A run of items
↓↓↓
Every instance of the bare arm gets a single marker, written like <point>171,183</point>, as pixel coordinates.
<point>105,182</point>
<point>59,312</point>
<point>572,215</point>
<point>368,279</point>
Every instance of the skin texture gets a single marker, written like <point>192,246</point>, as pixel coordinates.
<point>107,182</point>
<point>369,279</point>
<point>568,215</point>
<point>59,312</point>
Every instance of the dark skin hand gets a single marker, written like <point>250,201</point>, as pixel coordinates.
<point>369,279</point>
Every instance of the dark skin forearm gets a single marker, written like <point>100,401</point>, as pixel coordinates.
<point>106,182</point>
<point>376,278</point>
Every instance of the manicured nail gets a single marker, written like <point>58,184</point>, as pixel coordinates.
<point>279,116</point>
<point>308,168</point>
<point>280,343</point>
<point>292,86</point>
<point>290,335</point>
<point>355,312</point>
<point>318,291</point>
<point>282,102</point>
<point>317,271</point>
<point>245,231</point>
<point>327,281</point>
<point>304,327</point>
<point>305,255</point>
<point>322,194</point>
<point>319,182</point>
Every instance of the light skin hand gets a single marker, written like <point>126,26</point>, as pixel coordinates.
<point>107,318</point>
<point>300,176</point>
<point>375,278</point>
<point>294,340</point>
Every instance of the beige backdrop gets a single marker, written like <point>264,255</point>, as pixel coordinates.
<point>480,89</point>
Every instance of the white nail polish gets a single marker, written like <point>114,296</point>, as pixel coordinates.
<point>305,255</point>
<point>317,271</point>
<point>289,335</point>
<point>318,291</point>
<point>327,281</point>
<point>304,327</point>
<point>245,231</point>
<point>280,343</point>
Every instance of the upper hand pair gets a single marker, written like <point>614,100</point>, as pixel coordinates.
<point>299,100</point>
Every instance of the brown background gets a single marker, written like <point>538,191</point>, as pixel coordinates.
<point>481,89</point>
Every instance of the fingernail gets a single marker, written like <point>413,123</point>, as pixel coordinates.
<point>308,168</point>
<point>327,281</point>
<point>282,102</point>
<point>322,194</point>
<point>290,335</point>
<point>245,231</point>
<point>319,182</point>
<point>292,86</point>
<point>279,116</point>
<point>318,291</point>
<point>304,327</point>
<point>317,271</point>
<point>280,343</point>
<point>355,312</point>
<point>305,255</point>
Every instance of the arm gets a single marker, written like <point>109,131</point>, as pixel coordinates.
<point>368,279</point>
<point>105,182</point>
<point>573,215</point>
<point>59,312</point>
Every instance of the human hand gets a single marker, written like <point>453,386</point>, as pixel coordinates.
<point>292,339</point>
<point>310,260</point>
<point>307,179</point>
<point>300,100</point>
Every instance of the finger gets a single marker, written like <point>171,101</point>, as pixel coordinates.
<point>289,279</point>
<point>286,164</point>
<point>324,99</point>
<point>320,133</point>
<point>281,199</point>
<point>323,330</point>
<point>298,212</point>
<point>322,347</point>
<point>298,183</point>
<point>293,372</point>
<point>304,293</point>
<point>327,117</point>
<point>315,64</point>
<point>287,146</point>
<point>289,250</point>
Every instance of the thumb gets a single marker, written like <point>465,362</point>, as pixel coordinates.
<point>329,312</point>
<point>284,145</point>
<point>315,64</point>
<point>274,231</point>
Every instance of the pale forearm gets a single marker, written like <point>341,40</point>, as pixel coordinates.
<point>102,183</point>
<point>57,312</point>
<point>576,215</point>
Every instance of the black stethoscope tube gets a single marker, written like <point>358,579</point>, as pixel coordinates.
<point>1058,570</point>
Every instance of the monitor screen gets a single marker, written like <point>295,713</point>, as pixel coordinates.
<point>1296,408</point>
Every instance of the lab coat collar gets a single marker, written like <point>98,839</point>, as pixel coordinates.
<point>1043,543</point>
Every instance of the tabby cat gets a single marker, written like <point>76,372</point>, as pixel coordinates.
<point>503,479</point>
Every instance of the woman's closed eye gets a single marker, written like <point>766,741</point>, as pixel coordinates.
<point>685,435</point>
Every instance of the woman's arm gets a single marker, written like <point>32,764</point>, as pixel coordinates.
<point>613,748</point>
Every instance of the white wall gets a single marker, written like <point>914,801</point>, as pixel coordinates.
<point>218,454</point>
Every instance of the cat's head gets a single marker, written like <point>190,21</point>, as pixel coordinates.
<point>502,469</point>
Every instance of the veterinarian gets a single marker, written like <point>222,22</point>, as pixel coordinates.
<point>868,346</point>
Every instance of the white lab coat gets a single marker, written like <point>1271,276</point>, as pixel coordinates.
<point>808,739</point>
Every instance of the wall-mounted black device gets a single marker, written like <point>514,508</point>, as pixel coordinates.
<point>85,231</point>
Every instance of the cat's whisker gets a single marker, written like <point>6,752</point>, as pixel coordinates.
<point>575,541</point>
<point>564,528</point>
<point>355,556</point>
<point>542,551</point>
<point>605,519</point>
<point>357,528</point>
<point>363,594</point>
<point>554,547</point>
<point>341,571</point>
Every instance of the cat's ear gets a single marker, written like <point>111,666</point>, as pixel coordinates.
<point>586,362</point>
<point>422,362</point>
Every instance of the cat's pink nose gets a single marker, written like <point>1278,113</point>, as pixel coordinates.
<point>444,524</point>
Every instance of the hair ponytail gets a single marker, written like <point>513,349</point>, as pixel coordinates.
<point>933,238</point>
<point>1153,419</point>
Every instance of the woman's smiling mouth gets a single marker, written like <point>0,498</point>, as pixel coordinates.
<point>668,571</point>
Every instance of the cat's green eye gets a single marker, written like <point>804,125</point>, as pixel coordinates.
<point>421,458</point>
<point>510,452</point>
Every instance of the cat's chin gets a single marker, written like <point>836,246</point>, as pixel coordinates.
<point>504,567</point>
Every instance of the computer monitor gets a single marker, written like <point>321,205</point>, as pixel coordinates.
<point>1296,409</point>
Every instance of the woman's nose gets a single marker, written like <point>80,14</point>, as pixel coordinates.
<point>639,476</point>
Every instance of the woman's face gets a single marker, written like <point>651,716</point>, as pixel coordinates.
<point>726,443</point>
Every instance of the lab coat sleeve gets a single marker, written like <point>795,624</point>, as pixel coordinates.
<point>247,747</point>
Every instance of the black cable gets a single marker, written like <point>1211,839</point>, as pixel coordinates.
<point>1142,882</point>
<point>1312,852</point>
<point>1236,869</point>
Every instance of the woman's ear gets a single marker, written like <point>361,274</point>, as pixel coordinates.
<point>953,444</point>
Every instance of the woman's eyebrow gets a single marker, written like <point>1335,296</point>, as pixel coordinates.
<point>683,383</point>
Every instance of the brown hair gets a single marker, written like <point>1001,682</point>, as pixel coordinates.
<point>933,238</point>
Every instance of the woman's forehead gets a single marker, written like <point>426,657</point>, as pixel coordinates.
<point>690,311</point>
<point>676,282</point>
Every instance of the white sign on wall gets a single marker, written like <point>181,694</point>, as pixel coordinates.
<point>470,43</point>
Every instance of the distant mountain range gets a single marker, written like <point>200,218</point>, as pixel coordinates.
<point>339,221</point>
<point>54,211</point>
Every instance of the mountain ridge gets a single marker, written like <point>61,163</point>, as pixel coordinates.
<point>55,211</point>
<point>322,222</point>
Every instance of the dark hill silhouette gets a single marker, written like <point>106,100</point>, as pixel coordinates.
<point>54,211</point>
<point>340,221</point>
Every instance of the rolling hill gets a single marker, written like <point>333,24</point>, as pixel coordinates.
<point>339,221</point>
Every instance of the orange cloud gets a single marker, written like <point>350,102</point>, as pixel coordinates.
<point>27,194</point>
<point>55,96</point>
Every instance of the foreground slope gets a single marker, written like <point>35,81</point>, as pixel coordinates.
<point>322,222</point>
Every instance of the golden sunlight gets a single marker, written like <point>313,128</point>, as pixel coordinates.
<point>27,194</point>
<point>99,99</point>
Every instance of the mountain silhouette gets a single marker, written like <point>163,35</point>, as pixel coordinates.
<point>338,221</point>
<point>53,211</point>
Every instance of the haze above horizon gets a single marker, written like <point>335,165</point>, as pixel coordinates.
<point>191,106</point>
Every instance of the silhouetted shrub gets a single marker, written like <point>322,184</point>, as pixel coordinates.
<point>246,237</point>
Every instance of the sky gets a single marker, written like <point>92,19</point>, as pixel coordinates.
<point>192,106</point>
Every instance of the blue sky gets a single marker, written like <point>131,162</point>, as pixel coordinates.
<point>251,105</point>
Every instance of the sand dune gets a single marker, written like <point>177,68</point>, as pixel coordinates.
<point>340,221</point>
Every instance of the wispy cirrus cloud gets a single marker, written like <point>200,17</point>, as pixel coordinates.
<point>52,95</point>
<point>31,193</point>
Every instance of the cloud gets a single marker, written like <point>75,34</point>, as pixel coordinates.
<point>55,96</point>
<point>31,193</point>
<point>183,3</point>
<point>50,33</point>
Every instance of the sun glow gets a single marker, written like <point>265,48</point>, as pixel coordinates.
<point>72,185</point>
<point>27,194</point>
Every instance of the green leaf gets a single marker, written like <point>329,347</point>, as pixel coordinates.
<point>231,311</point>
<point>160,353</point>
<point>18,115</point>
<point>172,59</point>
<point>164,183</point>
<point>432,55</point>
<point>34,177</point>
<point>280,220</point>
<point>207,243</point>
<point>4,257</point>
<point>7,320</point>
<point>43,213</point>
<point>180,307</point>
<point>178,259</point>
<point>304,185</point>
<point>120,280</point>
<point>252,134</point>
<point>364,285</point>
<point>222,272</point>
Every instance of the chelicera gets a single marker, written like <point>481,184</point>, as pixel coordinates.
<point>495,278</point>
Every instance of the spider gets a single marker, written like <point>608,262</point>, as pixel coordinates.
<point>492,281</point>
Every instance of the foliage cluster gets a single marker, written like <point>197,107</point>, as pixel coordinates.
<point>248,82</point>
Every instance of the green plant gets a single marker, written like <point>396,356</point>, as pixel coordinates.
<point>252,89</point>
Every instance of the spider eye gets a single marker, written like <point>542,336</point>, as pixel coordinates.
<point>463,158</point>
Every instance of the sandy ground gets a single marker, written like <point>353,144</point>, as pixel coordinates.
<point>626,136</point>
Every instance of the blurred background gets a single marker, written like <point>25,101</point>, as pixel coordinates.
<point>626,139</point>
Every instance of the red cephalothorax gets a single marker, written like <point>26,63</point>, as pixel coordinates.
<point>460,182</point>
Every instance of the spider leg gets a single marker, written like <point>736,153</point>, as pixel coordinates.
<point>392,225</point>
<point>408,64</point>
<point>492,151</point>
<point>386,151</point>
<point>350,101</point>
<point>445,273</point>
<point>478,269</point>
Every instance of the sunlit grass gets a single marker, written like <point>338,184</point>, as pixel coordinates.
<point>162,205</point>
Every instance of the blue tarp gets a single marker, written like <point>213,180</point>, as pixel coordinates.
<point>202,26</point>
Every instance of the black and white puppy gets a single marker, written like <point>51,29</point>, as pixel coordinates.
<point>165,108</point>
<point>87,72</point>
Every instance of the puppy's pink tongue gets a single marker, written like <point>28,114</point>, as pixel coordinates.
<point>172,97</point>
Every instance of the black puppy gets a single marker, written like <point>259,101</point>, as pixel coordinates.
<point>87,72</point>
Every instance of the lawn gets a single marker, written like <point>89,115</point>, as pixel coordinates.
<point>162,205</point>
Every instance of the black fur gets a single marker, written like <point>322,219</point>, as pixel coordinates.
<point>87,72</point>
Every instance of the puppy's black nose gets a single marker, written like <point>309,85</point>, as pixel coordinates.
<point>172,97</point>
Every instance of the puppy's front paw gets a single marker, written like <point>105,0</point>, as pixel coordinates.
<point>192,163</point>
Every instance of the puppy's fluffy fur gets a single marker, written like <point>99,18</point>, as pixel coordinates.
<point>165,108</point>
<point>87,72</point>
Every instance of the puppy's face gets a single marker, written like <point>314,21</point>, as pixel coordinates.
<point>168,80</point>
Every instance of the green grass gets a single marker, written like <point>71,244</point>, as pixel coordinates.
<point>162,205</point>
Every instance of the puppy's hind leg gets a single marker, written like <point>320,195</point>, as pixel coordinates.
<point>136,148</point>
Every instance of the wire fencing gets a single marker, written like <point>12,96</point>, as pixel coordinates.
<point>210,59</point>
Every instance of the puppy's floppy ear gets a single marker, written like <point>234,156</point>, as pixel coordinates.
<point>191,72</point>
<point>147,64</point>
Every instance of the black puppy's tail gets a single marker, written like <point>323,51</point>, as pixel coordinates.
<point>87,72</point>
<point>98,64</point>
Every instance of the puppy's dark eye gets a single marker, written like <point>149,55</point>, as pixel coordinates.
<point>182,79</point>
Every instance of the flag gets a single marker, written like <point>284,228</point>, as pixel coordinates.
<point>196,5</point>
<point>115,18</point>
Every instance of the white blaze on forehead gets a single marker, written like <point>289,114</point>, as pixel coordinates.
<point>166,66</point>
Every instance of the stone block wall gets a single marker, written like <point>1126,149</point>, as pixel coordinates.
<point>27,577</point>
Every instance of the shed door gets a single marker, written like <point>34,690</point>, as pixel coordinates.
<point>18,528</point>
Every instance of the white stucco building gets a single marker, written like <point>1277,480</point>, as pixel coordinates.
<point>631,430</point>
↑↑↑
* **Exercise task**: In the part of the items that opens with the line containing "Every instance of the thumb" and closes with the line containing "<point>685,435</point>", substitute "gray cat" for "tabby cat" and give back only those lines, otherwise unchanged.

* **The output**:
Every instance of the thumb gets a single marker, written like <point>465,362</point>, as pixel coordinates.
<point>329,312</point>
<point>284,145</point>
<point>315,64</point>
<point>274,231</point>
Every instance of the pale forearm gets a single marker, written like <point>341,40</point>, as pixel coordinates.
<point>102,183</point>
<point>57,312</point>
<point>576,215</point>
Every instance of the black stethoscope tube gets a single marker, written like <point>358,579</point>, as pixel coordinates.
<point>1058,570</point>
Every instance of the monitor screen gets a single marker, written like <point>295,713</point>, as pixel coordinates.
<point>1296,408</point>
Every instance of the lab coat collar gets a single marker, written like <point>98,839</point>, as pixel coordinates.
<point>1043,543</point>
Every instance of the gray cat gets a single marker, written like <point>76,372</point>, as pixel coordinates.
<point>503,479</point>
Every instance of the woman's closed eye gets a single marker, written like <point>766,741</point>, as pixel coordinates.
<point>685,435</point>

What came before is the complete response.